• Task item: The task calls for each line of the records below in which the word "deepest" appears.

• Record excerpts:
--- START ---
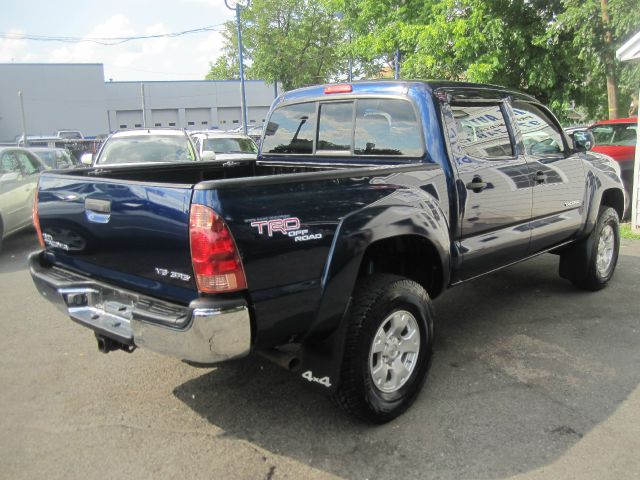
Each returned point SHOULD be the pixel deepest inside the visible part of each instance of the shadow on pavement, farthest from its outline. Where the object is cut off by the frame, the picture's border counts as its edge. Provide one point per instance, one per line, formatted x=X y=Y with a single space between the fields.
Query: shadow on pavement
x=16 y=248
x=525 y=365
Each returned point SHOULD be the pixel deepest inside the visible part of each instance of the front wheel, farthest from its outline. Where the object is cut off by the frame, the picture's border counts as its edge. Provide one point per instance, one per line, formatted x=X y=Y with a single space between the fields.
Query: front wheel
--- END ---
• Task response:
Each returned point SHOULD be the pixel deepest inside the visible part of each instance of the shadow on pavement, farthest from its outline. Where the object is cut off by the frame, the picture's border counts as its edge. Provide one point per instance, one per line, formatted x=X y=Y with a single space between the fields.
Each returned point SHOULD be the pixel deepest inside the visible part of each instance of the front wheel, farthest from its outline. Where the object is cut off by the frame, the picture's border counts as its edge. Provide one point per instance, one per line, formatted x=X y=Y with a single space between the fields.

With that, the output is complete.